## Stated task
Find the line that contains "Task — mark the tree"; then retype it and each line after it, exactly, through the final line of the data below.

(Position annotation records)
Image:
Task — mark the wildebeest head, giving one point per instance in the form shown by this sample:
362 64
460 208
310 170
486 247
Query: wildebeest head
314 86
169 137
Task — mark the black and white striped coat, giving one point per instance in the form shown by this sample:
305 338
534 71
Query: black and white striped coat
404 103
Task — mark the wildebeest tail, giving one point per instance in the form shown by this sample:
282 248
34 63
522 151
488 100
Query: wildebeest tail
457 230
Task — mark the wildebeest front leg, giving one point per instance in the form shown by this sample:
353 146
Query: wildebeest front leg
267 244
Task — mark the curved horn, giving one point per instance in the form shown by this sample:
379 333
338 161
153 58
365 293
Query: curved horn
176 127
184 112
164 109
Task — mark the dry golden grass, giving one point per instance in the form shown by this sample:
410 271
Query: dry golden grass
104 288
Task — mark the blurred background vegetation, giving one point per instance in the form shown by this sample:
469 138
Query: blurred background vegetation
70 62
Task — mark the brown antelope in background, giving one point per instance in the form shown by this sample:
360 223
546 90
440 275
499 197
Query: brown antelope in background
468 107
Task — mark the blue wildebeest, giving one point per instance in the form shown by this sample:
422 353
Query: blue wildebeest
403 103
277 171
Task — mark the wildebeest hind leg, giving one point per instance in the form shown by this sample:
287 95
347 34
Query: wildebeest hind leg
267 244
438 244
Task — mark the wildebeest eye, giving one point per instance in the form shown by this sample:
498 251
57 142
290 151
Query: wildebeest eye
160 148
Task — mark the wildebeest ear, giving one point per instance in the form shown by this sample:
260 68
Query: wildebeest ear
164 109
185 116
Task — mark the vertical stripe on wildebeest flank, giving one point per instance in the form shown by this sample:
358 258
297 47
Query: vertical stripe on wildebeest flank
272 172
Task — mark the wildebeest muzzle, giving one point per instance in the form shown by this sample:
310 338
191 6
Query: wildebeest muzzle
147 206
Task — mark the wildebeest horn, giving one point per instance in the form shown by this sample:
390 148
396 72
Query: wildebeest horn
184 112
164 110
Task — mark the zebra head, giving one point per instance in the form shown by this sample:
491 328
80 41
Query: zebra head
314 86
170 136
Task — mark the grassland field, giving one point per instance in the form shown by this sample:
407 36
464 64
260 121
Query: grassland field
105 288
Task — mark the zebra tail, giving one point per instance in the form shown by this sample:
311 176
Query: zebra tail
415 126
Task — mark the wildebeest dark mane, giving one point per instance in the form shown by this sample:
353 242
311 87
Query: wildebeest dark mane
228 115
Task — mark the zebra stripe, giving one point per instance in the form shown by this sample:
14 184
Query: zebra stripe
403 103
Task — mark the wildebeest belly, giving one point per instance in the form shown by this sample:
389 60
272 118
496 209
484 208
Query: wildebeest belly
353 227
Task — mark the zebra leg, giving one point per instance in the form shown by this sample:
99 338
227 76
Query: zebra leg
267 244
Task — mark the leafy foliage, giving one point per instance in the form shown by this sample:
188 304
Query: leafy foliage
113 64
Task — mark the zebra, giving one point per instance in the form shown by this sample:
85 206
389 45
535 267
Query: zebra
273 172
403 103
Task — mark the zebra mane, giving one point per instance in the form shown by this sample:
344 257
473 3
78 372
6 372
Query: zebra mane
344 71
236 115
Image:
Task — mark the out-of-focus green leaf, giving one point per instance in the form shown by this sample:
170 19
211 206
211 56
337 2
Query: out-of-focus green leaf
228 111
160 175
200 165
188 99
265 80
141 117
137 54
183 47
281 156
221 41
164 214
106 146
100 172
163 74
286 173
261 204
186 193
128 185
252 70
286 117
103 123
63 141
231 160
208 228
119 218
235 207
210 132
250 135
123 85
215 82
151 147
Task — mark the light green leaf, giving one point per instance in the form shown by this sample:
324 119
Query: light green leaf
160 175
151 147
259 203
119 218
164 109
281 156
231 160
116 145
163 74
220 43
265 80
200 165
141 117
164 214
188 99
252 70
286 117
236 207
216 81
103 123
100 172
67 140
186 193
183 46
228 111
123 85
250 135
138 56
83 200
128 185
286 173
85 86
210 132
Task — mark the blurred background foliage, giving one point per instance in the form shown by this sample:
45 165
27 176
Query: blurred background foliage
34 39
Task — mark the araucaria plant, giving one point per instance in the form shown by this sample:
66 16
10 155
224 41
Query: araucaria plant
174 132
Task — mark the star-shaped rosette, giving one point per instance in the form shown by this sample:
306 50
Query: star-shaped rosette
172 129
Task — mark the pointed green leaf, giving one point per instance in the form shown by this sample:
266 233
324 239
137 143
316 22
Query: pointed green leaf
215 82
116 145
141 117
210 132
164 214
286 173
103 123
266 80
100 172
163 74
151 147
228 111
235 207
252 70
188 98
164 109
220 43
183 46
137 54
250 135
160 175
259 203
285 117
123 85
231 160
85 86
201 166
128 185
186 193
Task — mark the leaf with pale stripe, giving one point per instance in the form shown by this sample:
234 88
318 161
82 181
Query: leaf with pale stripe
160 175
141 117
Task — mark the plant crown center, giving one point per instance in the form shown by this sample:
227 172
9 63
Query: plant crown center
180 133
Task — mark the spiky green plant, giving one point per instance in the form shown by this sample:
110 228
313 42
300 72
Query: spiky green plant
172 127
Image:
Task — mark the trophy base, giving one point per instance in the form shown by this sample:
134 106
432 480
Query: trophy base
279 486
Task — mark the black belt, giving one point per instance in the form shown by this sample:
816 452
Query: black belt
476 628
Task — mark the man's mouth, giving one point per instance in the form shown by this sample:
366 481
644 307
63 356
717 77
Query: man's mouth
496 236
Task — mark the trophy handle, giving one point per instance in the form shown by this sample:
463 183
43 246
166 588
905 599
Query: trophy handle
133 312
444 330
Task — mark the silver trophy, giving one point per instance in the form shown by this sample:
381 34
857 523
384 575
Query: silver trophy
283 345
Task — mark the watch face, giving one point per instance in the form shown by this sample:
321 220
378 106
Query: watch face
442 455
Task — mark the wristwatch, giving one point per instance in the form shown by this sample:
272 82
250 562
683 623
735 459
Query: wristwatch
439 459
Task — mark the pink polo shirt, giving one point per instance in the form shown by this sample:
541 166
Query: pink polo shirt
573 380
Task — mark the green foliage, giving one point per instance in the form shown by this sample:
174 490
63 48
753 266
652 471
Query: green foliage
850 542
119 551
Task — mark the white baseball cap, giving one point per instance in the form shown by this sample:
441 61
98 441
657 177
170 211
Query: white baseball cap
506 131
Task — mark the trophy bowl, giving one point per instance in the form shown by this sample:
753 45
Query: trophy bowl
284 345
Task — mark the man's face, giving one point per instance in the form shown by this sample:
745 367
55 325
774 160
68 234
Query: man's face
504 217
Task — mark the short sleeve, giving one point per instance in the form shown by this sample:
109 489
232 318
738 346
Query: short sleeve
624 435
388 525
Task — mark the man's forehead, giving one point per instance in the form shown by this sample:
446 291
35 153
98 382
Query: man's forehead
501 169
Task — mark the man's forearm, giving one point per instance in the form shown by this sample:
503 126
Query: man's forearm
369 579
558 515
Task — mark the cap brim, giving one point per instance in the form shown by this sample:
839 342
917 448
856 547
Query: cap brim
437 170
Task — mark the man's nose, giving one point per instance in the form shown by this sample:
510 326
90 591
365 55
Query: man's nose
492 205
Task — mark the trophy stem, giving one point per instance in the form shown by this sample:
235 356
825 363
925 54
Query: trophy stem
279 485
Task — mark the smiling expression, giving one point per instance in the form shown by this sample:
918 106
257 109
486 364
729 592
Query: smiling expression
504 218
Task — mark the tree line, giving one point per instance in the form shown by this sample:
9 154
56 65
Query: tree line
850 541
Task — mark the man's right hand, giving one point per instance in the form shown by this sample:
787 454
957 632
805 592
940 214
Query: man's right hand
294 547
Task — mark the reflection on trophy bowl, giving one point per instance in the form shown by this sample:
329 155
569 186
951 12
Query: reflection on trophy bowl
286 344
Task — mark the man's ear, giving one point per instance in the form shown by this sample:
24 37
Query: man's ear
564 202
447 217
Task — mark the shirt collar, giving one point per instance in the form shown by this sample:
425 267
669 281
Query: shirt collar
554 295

## Answer below
Task — mark the tree line, giving one point per instance in the form shown by this sample:
9 154
56 65
Query: tree line
850 541
Task — mark the man's right hand, giving one point per instance in the form shown by this sample:
787 454
957 632
805 592
940 214
Query: man's right hand
294 547
Task — mark the reflection on trophy bowl, giving one point per instance in the form shown by this sample:
329 155
569 186
951 12
Query: reflection on trophy bowl
286 344
Task — mark the man's ear, giving one point per instance in the form shown by this sample:
24 37
Query: man's ear
564 202
447 217
Task — mark the shirt collar, giving one point per instance in the form shown by this sample:
425 267
669 281
Query: shirt collar
554 295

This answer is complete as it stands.